Please copy every one of the records below line for line, without changing a single character.

Raw records
* * * *
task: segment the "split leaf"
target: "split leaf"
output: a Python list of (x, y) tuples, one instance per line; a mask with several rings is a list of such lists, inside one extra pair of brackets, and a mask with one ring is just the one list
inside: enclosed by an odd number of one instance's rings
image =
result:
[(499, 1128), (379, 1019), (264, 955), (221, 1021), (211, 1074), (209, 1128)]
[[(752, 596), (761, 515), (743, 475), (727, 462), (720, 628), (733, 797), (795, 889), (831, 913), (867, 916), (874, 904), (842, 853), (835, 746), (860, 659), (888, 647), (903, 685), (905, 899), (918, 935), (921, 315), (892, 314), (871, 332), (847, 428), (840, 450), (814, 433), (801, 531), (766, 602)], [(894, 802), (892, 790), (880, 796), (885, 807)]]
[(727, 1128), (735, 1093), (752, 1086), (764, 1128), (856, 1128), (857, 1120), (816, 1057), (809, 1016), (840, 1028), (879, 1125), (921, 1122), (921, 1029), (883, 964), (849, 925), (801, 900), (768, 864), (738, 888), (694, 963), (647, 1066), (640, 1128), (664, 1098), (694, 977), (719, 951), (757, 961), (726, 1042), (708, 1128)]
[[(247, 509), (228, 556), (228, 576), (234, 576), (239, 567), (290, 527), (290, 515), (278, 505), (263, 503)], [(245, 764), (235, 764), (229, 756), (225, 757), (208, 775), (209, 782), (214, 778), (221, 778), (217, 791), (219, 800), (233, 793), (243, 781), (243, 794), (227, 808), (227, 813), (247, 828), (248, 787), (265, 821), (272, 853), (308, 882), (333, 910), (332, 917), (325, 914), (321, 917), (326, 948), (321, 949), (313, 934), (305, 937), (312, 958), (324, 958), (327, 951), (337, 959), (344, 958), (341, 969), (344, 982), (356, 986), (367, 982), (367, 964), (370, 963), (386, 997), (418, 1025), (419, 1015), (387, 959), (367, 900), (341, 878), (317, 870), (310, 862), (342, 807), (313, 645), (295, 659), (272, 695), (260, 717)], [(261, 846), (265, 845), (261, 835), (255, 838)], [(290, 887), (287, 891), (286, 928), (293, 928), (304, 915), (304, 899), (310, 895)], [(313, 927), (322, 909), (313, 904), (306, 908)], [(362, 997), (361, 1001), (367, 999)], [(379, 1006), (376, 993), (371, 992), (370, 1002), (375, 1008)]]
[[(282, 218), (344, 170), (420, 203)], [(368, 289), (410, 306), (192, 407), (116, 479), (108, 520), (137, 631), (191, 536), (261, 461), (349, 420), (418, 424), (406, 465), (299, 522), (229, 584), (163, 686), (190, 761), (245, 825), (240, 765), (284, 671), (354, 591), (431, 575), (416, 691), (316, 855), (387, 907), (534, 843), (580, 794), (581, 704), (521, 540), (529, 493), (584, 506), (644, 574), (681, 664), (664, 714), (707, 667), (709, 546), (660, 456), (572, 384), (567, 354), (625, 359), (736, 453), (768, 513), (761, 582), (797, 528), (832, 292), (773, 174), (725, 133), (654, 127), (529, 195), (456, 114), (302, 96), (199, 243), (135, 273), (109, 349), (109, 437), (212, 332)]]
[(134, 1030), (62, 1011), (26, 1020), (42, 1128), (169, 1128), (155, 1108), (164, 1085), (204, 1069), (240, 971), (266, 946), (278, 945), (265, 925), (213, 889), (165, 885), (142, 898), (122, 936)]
* * * *
Answer below
task: segment the "split leaf"
target: "split leaf"
output: a Python list of (x, y) tuples, one instance per line; a mask with several rings is a list of such lists, inside one extra pair of brackets, and a mask with one ring is just the one list
inside: enclosed by an odd number of one instance's rings
image =
result:
[(499, 1128), (379, 1019), (264, 955), (221, 1021), (211, 1074), (209, 1128)]
[[(752, 596), (761, 515), (743, 475), (727, 462), (720, 628), (733, 797), (795, 889), (831, 913), (867, 916), (874, 904), (842, 853), (835, 746), (860, 659), (888, 647), (903, 685), (905, 899), (918, 935), (921, 315), (892, 314), (871, 332), (847, 428), (840, 450), (814, 433), (801, 531), (766, 602)], [(894, 802), (892, 790), (880, 796), (885, 807)]]
[(727, 1128), (735, 1093), (752, 1086), (764, 1128), (856, 1128), (857, 1120), (816, 1057), (809, 1016), (840, 1028), (879, 1125), (921, 1122), (921, 1029), (883, 964), (849, 925), (801, 900), (768, 864), (738, 888), (694, 963), (647, 1066), (640, 1128), (664, 1098), (694, 977), (719, 951), (757, 961), (726, 1042), (708, 1128)]
[[(247, 509), (228, 556), (228, 576), (234, 576), (239, 567), (290, 527), (290, 515), (278, 505), (263, 503)], [(245, 764), (235, 764), (229, 756), (225, 757), (208, 775), (209, 782), (214, 778), (221, 778), (217, 791), (219, 800), (233, 793), (243, 781), (243, 794), (227, 808), (227, 813), (247, 828), (248, 787), (265, 821), (272, 853), (308, 882), (333, 910), (332, 917), (325, 914), (321, 917), (326, 948), (321, 949), (313, 934), (305, 937), (312, 958), (324, 958), (327, 951), (337, 959), (344, 958), (341, 969), (344, 982), (356, 986), (367, 982), (367, 964), (370, 963), (386, 997), (418, 1025), (419, 1015), (387, 959), (367, 900), (341, 878), (317, 870), (310, 862), (342, 807), (313, 645), (295, 659), (272, 695), (260, 717)], [(261, 846), (265, 845), (261, 835), (255, 838)], [(290, 887), (287, 891), (286, 928), (293, 928), (304, 915), (304, 899), (310, 895)], [(313, 927), (322, 909), (313, 904), (306, 908)], [(362, 997), (361, 1001), (367, 999)], [(379, 1006), (376, 993), (371, 992), (370, 1002), (375, 1008)]]
[[(282, 218), (344, 170), (420, 203)], [(368, 289), (410, 306), (192, 407), (116, 479), (108, 520), (137, 631), (191, 536), (261, 461), (349, 420), (418, 424), (406, 465), (299, 522), (229, 584), (163, 686), (190, 761), (245, 825), (240, 765), (284, 671), (354, 591), (431, 575), (416, 691), (316, 855), (387, 907), (534, 843), (580, 794), (581, 704), (521, 540), (529, 493), (584, 506), (644, 574), (681, 664), (664, 714), (707, 667), (709, 546), (660, 456), (572, 384), (567, 354), (625, 359), (736, 453), (768, 513), (761, 582), (797, 528), (832, 292), (773, 174), (725, 133), (654, 127), (529, 195), (456, 114), (302, 96), (199, 243), (135, 273), (109, 349), (109, 437), (212, 332)]]
[(134, 1030), (62, 1011), (26, 1020), (42, 1128), (169, 1128), (155, 1108), (164, 1085), (204, 1069), (240, 971), (266, 946), (278, 945), (265, 925), (213, 889), (165, 885), (142, 898), (122, 936)]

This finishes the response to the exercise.